ENREGISTREMENTS FOURNIS
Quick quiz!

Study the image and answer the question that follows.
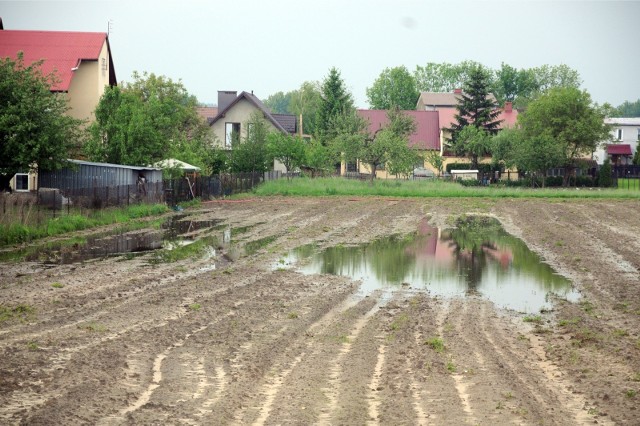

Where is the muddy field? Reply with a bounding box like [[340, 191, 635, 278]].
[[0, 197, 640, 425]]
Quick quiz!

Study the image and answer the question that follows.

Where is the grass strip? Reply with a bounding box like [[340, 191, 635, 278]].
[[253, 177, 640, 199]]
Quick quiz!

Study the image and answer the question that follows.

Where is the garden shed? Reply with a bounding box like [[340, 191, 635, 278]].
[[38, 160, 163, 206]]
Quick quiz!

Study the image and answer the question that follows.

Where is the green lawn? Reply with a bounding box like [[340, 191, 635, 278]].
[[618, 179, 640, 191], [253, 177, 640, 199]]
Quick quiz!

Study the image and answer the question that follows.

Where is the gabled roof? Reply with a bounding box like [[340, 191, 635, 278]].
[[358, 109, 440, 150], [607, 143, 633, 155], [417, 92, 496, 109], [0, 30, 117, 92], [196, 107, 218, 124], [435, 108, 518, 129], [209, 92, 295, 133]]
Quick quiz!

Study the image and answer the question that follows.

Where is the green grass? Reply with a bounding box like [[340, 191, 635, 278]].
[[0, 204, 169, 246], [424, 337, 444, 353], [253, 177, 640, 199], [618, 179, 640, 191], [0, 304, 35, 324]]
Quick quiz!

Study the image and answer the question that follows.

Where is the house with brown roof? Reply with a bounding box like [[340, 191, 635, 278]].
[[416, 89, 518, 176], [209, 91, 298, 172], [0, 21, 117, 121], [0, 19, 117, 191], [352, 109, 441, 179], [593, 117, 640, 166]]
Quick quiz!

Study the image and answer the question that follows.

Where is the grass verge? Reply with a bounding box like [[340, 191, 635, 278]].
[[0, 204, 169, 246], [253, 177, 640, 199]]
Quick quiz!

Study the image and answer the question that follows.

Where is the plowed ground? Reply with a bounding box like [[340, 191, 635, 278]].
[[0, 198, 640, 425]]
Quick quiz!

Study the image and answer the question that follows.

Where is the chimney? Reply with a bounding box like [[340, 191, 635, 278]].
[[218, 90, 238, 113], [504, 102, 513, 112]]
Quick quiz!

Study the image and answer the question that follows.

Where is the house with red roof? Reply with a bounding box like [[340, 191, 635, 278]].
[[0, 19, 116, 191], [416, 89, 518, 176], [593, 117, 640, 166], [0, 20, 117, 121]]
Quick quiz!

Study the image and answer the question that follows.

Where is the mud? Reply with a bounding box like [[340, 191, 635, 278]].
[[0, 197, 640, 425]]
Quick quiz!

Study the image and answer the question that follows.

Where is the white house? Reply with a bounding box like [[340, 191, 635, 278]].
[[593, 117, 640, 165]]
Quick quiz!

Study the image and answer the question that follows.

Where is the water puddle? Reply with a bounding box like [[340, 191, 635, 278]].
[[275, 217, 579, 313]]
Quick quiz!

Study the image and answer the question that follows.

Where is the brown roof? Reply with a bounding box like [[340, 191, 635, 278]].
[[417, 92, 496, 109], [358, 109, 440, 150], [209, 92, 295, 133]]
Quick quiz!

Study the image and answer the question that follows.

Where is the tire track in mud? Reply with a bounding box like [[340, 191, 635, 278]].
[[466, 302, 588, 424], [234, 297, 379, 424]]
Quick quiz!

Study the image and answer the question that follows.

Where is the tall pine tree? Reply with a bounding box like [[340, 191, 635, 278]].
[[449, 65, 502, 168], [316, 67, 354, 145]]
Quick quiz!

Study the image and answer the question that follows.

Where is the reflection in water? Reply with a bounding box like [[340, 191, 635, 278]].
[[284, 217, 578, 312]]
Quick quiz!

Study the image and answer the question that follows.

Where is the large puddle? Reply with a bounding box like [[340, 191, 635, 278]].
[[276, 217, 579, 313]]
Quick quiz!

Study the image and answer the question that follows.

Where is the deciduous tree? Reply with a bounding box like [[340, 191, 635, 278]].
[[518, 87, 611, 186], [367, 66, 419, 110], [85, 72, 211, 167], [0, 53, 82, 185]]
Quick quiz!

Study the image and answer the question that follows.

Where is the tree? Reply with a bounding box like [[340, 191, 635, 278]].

OBJECTIF
Recopiez tous les enregistrements en substituant « Examine » à « Study », sans rien modifier d'autre. N'incluez pas les images dans votre réponse.

CORRIGÉ
Quick quiz!

Examine the image and answer the question that follows.

Where is the muddy field? Reply with a bounding box like [[340, 191, 635, 278]].
[[0, 197, 640, 425]]
Quick quiz!

Examine the image and answer the question that follows.

Where is the grass strip? Reply with a bounding box like [[340, 191, 635, 278]].
[[253, 177, 640, 199]]
Quick quiz!

Examine the image and answer the question that follows.

Where is the garden shed? Reply with a bounding box like [[340, 191, 635, 278]].
[[38, 160, 163, 206]]
Quick quiz!

Examine the image and answer the question that follows.

Where is the green lawn? Reply with a bounding box like [[340, 191, 635, 278]].
[[618, 179, 640, 191], [253, 177, 640, 199]]
Quick quiz!

Examine the image and answer the question that follows.

Where is the gabled roof? Reply with a bounding box like [[340, 191, 635, 278]].
[[358, 109, 440, 150], [607, 143, 633, 155], [417, 92, 496, 109], [0, 30, 117, 92], [196, 107, 218, 124], [435, 108, 518, 129], [209, 92, 295, 133]]
Quick quiz!

Examine the image and answer the question that follows.

Where is the green grass? Reply with a bounding box like [[340, 191, 635, 278]].
[[0, 204, 169, 246], [424, 337, 444, 353], [253, 177, 640, 199], [618, 179, 640, 191], [0, 304, 35, 324]]
Quick quiz!

Examine the image and answer the question that follows.

Where is the house with brown roof? Reply with a bounding box like [[340, 191, 635, 278]].
[[416, 89, 518, 176], [209, 91, 298, 172], [0, 21, 117, 121], [0, 19, 117, 191], [352, 109, 441, 179], [593, 117, 640, 166]]
Quick quiz!

Examine the image and answer the question that follows.

Where is the grass verge? Reply with a bounding box like [[340, 191, 635, 278]].
[[0, 204, 169, 246], [253, 177, 640, 199]]
Quick quiz!

Examine the image and answer the question that follows.

Where is the plowed ground? Reply with a bounding box like [[340, 191, 635, 278]].
[[0, 198, 640, 425]]
Quick quiz!

Examine the image and answer the question that follows.

Where is the chimney? Reply with a bounding box like [[340, 191, 635, 278]].
[[218, 90, 238, 113], [504, 102, 513, 112]]
Quick quiz!

Examine the image and answer the question that follows.

Where is the house with red roof? Reply with a bounding box like [[340, 191, 635, 278]].
[[0, 19, 116, 191], [416, 89, 518, 176], [593, 117, 640, 166], [0, 20, 117, 121]]
Quick quiz!

Examine the image and answer the question that follows.

Where is the mud? Reply with a bounding box like [[340, 191, 635, 278]].
[[0, 197, 640, 425]]
Quick quiz!

Examine the image and answer the question that follows.

Where is the white house? Reply with a bounding box like [[340, 191, 635, 278]].
[[593, 117, 640, 165]]
Quick quiz!

Examine the image and answer the question that follows.

Where is the water puddle? Reply with a bounding box like [[340, 191, 635, 278]].
[[275, 217, 579, 313]]
Quick quiz!

Examine the image and answer the question that follows.

Where is the brown roof? Reply with a bounding box like [[340, 191, 635, 278]].
[[417, 92, 496, 109], [358, 109, 440, 150], [209, 92, 295, 133]]
Quick quiz!

Examine the image and answer the question that follows.

Where is the tire track in mud? Reply with a bounding box like [[340, 191, 635, 278]].
[[466, 302, 588, 424], [234, 297, 379, 424]]
Quick quiz!

Examine the image and answer the question that follows.

Where is the tall pine tree? Reply with a bounding box like [[340, 191, 635, 278]].
[[449, 65, 502, 168], [316, 67, 354, 145]]
Quick quiz!

Examine the image and answer the question that follows.

Where is the reflection in water? Reply with a bounding box like [[340, 191, 635, 278]].
[[284, 217, 578, 312]]
Quick quiz!

Examine the image and answer the question that follows.

Where is the large puddle? Reply with a bounding box like [[340, 191, 635, 278]].
[[276, 217, 579, 313]]
Quick quiz!

Examine the image and answer the question that follows.

Where is the deciduous tree? Reply with a bounding box like [[340, 191, 635, 278]].
[[518, 87, 611, 186], [367, 66, 419, 110], [85, 72, 211, 167], [0, 53, 82, 185]]
Quick quiz!

Examine the image and answer the question that follows.

Where is the tree? Reply with a bounding box like [[340, 191, 635, 278]].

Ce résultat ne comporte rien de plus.